◆ TASK DETAILS
Please copy every line of the following data word for word, leaving the pictures out of your answer.

◆ INFORMATION PROVIDED
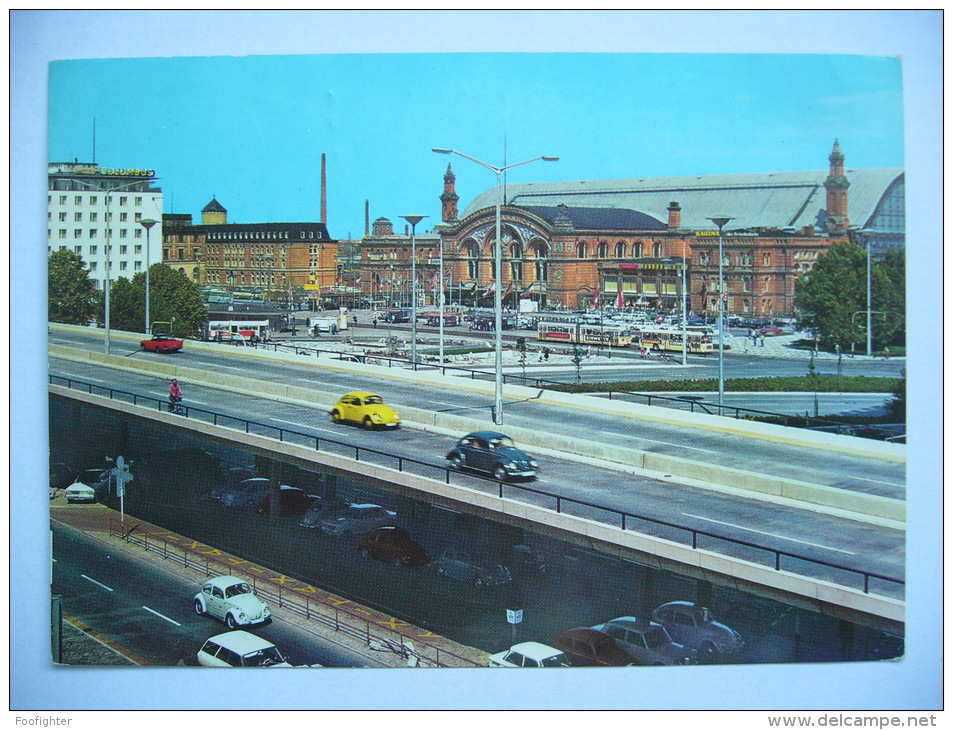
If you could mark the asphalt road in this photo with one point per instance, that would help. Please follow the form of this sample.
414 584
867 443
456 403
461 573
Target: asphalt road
815 466
774 526
149 612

◆ ANSWER TO THE PROBLEM
If you could mark the asphalt road in this photo with one point per instance, that would help. Please follow the form of this sample.
414 584
867 443
456 403
461 573
Target: asphalt road
815 466
774 526
149 612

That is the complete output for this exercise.